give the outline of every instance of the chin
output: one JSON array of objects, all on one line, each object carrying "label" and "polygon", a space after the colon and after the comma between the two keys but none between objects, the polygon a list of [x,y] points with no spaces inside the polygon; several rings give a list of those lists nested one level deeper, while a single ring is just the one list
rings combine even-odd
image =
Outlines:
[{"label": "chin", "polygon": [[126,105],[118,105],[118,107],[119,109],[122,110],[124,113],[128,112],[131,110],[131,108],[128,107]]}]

▶ Brief
Print every row above again, line for line, with nothing changed.

▶ Task response
give the outline of every instance of the chin
output: one JSON array of objects, all on one line, each object carrying "label" and "polygon", a space after the colon and after the comma between the two keys but none between objects, the polygon a list of [x,y] points with no spaces inside the polygon; several rings give a list of those lists nested one level deeper, while a single ring is just the one list
rings combine even-odd
image =
Outlines:
[{"label": "chin", "polygon": [[126,105],[118,105],[118,107],[119,109],[122,110],[124,113],[128,112],[131,110],[131,108],[128,107]]}]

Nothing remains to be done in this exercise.